__Problem to solve__:
Convert the lines below into a JSON list of strings, one string per line, leaving out any blank lines.

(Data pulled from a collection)

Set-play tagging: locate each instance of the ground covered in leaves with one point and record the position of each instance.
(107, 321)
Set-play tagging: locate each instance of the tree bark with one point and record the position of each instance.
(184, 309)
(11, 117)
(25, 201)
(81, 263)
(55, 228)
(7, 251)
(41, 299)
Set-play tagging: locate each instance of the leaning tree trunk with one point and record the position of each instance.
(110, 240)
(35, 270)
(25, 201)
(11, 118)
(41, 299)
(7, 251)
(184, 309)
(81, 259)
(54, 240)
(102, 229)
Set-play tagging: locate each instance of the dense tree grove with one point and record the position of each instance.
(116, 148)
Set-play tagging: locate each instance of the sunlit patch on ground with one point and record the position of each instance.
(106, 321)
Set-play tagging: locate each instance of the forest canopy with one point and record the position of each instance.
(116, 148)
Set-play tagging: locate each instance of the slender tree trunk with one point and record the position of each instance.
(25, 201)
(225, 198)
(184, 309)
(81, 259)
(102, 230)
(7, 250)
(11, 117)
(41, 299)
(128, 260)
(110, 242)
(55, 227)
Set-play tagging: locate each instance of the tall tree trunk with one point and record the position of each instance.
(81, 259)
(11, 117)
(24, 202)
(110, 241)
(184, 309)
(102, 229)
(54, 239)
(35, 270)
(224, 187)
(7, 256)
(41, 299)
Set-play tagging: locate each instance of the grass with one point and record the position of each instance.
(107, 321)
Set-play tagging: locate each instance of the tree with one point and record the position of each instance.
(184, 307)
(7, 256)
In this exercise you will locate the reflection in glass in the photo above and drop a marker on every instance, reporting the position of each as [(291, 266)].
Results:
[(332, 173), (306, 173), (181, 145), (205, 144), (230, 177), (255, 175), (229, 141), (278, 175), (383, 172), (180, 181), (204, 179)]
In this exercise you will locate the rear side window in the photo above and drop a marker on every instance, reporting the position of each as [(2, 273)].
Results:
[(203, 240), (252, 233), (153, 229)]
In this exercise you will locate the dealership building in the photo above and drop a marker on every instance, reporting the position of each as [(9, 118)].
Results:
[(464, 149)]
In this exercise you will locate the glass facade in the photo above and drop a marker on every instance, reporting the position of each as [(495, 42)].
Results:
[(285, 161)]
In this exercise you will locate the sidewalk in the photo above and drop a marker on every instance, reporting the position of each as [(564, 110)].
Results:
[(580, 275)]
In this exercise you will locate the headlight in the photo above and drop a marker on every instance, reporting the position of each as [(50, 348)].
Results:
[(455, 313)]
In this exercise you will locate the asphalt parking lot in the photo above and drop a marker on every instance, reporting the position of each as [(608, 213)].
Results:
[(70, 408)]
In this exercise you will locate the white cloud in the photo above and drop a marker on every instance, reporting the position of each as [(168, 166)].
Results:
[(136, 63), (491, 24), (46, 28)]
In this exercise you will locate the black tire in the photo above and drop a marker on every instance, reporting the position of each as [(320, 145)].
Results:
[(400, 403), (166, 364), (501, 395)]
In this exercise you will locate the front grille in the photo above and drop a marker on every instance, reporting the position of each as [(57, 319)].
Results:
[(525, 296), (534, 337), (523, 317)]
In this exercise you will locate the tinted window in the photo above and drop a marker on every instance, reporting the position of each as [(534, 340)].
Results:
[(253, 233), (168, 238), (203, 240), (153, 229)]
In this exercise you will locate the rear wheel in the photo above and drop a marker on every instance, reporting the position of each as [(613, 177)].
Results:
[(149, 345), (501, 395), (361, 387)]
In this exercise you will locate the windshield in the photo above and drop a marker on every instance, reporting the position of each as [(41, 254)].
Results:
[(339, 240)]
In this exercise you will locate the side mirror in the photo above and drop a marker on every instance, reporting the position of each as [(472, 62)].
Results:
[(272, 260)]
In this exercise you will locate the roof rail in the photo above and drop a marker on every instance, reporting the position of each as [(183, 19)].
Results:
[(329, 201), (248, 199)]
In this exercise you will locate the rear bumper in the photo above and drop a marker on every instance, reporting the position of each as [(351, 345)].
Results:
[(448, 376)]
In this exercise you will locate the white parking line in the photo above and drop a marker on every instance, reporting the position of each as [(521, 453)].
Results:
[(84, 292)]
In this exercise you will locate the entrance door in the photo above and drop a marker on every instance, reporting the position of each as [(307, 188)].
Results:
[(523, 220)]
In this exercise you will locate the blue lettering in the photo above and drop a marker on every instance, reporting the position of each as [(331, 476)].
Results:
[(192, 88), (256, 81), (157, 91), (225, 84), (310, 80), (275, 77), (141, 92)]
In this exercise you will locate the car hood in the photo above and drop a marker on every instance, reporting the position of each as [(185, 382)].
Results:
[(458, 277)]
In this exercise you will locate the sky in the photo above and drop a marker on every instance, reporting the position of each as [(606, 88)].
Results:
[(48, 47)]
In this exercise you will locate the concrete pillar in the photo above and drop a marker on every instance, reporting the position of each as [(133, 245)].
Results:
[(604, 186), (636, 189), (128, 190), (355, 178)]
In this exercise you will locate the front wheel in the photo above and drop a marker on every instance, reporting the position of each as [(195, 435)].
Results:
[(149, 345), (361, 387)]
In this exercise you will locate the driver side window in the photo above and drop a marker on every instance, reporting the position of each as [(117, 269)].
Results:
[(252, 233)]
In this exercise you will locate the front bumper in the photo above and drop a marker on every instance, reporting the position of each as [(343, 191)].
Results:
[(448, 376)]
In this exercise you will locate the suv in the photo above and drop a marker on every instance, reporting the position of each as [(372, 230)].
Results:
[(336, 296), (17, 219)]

__Answer__:
[
  "Set-play tagging: locate each instance of the ground covered in leaves with one point and record the position of each instance.",
  "(107, 321)",
  "Set-play tagging: locate each instance of the tree bark with one point and record the position of each instance.",
  "(184, 309)",
  "(11, 117)",
  "(25, 201)",
  "(81, 263)",
  "(55, 228)",
  "(7, 251)",
  "(41, 299)",
  "Set-play tagging: locate each instance of the leaning tree trunk with one point and record the position of each instance.",
  "(110, 240)",
  "(35, 270)",
  "(25, 201)",
  "(11, 118)",
  "(41, 299)",
  "(7, 251)",
  "(184, 309)",
  "(81, 259)",
  "(54, 240)",
  "(102, 229)",
  "Set-play tagging: locate each instance of the dense tree grove with one point and record the position of each instance.",
  "(116, 148)",
  "Set-play tagging: locate each instance of the sunlit patch on ground with one point and record the position of each instance.",
  "(106, 321)",
  "Set-play tagging: locate each instance of the forest canopy with one point and record the position of each instance.",
  "(116, 148)",
  "Set-play tagging: locate each instance of the slender tree trunk with one point and record the position of each instance.",
  "(25, 201)",
  "(225, 198)",
  "(184, 309)",
  "(81, 259)",
  "(102, 230)",
  "(7, 250)",
  "(11, 117)",
  "(41, 299)",
  "(128, 260)",
  "(110, 242)",
  "(55, 227)",
  "Set-play tagging: locate each instance of the tall tree trunk with one point and record the position of each instance.",
  "(81, 259)",
  "(11, 117)",
  "(24, 202)",
  "(110, 241)",
  "(184, 309)",
  "(102, 229)",
  "(54, 239)",
  "(35, 270)",
  "(224, 187)",
  "(7, 256)",
  "(41, 299)",
  "Set-play tagging: locate each instance of the grass with one point and record the position of each instance.",
  "(107, 321)",
  "Set-play tagging: locate each instance of the tree with one point and record the position of each instance.",
  "(184, 307)",
  "(7, 256)",
  "In this exercise you will locate the reflection in glass in the photo above and drop a marker on every instance, reporting the position of each as [(291, 266)].",
  "Results:",
  "[(332, 173), (306, 173), (181, 145), (205, 144), (230, 177), (255, 175), (229, 141), (278, 175), (383, 172), (180, 181), (204, 179)]",
  "In this exercise you will locate the rear side window in the photo above and drop a marker on every instance, reporting the position of each as [(2, 273)].",
  "Results:",
  "[(203, 240), (252, 233), (153, 229)]",
  "In this exercise you will locate the dealership building in the photo above and drop a marker on every instance, reporting the position of each as [(9, 118)].",
  "Results:",
  "[(464, 149)]",
  "In this exercise you will locate the glass facade in the photo above and drop a marker on every instance, reporting the position of each as [(495, 42)].",
  "Results:",
  "[(285, 161)]",
  "In this exercise you will locate the sidewalk in the photo above and drop a marker on every instance, reporting the position of each as [(564, 110)].",
  "Results:",
  "[(580, 275)]",
  "In this exercise you will locate the headlight in the photo above and drop a marker on every instance, reporting the position of each as [(50, 348)].",
  "Results:",
  "[(455, 313)]",
  "In this exercise you will locate the asphalt parking lot in the photo above and drop a marker on every instance, reporting the position of each as [(608, 213)].",
  "Results:",
  "[(70, 408)]",
  "In this exercise you will locate the white cloud in the photo above and drop a marker on every instance, reporting the position of each as [(168, 166)].",
  "Results:",
  "[(136, 63), (491, 24), (46, 28)]",
  "In this exercise you will locate the black tire in the photo above and drop a marker on every instance, reporting the position of each as [(320, 145)].",
  "Results:",
  "[(400, 403), (166, 364), (501, 395)]",
  "In this exercise you will locate the front grille in the photo above and drop a marker on every instance, reporting the position of each as [(57, 319)].",
  "Results:",
  "[(525, 296), (534, 337), (523, 317)]",
  "In this exercise you will locate the tinted window in the photo above and drop a marker on every instance, reporting the position of each as [(534, 340)].",
  "Results:",
  "[(253, 233), (168, 238), (203, 240), (153, 229)]",
  "In this exercise you will locate the rear wheel in the photo above and drop a marker on every instance, reporting the position of each as [(613, 177)].",
  "Results:",
  "[(149, 345), (501, 395), (361, 387)]",
  "In this exercise you will locate the windshield in the photo above and drop a marker on every instance, reporting the position of each as [(41, 254)].",
  "Results:",
  "[(339, 240)]",
  "In this exercise you will locate the side mirror in the photo above and drop a marker on every instance, reporting the position of each as [(472, 62)].",
  "Results:",
  "[(272, 260)]",
  "In this exercise you will locate the roof rail in the photo above and drop a marker on every instance, reporting the position of each as [(183, 19)].",
  "Results:",
  "[(329, 201), (248, 199)]",
  "In this exercise you will locate the rear bumper in the photo above and drop a marker on every instance, reporting the position of each as [(351, 345)].",
  "Results:",
  "[(448, 376)]",
  "In this exercise you will locate the white parking line in the photo above and drop a marker on every instance, reporting the position of each as [(521, 453)].",
  "Results:",
  "[(84, 292)]",
  "In this exercise you will locate the entrance door in the photo above and drop a marker on every instance, reporting the position of each as [(307, 188)].",
  "Results:",
  "[(523, 220)]",
  "In this exercise you will locate the blue lettering in the photo above and drop a marker on every instance, reporting the position of each as [(331, 476)].",
  "Results:",
  "[(192, 88), (256, 81), (157, 91), (225, 84), (310, 80), (275, 77), (141, 92)]",
  "In this exercise you will locate the car hood in the photo above and drop a marker on every instance, reporting the position of each as [(185, 382)].",
  "Results:",
  "[(458, 277)]",
  "In this exercise you will locate the sky in the photo above and drop a marker on every instance, reporting the position of each as [(606, 88)].",
  "Results:",
  "[(48, 47)]",
  "In this exercise you will locate the concrete pillar in the photo above and drop a marker on every instance, reporting the position of each as [(133, 245)].",
  "Results:",
  "[(604, 186), (636, 189), (128, 190), (355, 178)]",
  "In this exercise you will locate the front wheel in the photo above and drop a marker on every instance, reporting the position of each as [(195, 435)].",
  "Results:",
  "[(149, 345), (361, 387)]",
  "In this exercise you will locate the driver side window in the photo above and drop a marker on every instance, reporting the position of each as [(117, 269)].",
  "Results:",
  "[(252, 233)]",
  "In this exercise you will locate the front bumper in the photo above and drop a marker on every instance, reporting the position of each as [(343, 191)].",
  "Results:",
  "[(448, 376)]",
  "In this exercise you will locate the suv in the photo above and drop a marker on every instance, reporting the position of each as [(372, 230)].",
  "Results:",
  "[(336, 296), (17, 219)]"
]